**Task prompt**. How many lines of the items below contain the string "roof"? Case matters, so reply with the number alone.

**Image box annotation records**.
+===+
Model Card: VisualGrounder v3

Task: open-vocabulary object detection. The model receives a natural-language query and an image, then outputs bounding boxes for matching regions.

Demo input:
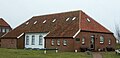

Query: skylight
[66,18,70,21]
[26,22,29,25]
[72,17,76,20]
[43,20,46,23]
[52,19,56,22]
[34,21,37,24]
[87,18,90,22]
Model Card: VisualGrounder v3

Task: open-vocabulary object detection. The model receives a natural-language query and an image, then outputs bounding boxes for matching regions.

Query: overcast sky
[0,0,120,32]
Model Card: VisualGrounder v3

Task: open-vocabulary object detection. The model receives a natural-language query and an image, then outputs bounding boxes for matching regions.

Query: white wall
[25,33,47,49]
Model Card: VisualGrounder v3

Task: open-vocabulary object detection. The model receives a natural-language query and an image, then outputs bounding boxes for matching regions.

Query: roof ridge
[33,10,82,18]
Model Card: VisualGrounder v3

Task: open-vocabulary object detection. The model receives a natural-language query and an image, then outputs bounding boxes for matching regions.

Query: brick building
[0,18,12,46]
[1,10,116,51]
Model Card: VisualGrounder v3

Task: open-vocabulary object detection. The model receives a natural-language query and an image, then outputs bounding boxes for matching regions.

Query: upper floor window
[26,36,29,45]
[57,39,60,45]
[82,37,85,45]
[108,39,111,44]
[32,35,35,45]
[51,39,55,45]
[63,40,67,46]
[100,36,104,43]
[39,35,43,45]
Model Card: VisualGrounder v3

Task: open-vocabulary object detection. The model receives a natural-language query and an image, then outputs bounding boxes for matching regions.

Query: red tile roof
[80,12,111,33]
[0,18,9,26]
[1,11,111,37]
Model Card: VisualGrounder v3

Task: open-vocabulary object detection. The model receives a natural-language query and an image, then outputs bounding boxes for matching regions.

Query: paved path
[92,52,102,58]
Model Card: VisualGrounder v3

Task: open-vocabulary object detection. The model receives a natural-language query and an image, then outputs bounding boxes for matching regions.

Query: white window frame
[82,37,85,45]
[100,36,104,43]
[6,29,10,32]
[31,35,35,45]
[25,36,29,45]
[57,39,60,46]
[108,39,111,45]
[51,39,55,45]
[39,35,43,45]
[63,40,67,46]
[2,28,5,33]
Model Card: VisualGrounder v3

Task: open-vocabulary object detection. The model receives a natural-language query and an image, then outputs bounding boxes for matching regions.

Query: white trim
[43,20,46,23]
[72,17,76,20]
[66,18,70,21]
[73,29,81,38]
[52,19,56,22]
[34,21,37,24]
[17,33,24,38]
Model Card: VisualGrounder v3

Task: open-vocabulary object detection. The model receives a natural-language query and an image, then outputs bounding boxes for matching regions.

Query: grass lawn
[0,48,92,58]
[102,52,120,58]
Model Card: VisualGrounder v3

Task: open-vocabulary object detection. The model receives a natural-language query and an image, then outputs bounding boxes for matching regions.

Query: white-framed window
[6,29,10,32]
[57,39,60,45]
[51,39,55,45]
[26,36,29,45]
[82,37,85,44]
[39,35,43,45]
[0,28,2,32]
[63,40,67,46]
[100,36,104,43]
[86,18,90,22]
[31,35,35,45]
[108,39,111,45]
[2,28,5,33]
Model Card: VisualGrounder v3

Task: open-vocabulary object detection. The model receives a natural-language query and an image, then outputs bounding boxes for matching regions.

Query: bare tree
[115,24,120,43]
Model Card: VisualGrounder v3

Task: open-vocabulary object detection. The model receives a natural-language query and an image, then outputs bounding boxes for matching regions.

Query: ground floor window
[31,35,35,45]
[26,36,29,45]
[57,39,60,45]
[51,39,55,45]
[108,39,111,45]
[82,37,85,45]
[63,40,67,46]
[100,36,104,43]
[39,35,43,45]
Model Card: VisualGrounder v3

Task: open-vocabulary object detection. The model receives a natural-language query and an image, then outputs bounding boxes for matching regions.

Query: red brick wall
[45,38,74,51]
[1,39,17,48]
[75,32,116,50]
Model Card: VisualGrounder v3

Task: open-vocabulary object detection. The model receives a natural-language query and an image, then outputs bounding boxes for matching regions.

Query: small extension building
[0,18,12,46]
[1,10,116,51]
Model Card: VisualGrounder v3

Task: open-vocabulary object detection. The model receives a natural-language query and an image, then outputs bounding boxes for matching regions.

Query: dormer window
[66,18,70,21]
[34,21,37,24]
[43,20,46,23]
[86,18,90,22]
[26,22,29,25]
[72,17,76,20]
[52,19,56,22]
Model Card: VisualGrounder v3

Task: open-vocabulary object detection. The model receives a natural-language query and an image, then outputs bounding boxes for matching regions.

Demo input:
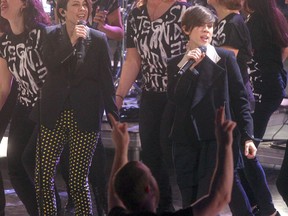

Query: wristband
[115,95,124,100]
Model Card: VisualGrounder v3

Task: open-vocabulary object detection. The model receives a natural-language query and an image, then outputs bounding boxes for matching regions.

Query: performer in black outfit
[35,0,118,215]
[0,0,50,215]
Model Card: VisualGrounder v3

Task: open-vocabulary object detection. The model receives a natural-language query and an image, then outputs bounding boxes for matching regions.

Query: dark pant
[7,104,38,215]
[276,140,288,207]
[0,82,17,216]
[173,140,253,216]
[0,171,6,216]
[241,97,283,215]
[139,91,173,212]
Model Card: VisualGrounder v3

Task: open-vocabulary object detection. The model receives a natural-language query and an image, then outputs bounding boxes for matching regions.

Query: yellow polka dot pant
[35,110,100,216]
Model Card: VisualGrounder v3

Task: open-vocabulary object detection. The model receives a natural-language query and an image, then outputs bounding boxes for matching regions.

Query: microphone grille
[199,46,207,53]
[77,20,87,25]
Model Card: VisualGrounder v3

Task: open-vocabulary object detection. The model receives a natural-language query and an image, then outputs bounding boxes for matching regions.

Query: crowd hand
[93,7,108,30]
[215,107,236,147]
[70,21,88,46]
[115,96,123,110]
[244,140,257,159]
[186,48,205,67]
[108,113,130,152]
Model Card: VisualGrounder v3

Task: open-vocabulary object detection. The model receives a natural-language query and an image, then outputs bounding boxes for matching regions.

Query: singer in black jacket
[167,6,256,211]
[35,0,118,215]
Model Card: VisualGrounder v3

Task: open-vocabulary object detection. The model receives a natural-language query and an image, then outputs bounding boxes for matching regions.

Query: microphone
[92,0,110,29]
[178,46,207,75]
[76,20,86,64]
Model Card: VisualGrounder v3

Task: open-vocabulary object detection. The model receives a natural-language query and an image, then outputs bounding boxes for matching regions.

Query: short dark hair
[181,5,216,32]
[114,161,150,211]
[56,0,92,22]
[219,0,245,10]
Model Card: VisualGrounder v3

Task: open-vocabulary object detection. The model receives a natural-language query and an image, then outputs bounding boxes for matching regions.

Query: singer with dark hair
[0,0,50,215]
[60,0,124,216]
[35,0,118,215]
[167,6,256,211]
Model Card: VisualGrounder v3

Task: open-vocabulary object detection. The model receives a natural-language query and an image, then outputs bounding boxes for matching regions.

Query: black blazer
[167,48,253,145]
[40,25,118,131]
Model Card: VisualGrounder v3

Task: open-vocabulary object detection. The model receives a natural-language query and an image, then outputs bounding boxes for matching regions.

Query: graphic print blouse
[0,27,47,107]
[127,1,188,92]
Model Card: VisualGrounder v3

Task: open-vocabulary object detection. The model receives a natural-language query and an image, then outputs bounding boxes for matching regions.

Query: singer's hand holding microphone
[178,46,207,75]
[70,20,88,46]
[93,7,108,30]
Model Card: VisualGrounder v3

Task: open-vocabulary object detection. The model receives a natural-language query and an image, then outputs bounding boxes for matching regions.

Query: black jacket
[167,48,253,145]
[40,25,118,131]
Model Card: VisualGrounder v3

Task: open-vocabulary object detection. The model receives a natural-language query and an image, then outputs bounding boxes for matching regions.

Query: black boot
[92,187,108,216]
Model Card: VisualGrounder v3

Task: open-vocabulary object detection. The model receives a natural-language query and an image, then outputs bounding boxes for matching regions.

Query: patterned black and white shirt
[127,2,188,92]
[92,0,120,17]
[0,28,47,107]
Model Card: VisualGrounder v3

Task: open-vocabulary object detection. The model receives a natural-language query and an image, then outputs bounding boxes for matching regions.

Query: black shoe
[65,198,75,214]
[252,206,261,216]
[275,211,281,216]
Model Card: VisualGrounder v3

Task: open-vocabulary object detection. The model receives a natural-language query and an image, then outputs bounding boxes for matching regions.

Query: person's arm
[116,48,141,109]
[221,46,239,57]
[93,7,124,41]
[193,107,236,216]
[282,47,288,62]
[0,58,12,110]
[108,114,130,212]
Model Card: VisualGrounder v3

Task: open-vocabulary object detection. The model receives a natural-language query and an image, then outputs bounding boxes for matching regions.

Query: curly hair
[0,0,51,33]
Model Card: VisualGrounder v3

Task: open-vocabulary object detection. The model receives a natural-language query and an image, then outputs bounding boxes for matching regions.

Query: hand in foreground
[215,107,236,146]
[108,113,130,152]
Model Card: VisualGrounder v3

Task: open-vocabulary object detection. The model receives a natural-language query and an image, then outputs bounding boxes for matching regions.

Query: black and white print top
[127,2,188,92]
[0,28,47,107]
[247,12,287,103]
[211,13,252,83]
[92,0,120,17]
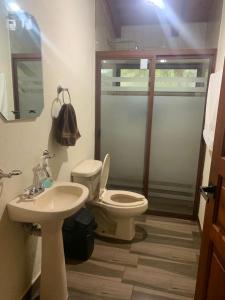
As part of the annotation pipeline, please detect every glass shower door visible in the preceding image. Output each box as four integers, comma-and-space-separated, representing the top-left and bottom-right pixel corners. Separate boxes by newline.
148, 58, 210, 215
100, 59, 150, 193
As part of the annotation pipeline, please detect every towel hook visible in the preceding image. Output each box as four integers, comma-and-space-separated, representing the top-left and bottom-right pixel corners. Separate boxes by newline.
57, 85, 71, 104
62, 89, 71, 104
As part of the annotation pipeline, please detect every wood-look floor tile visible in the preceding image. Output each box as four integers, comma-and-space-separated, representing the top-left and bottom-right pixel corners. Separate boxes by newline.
+===+
**Expected output**. 2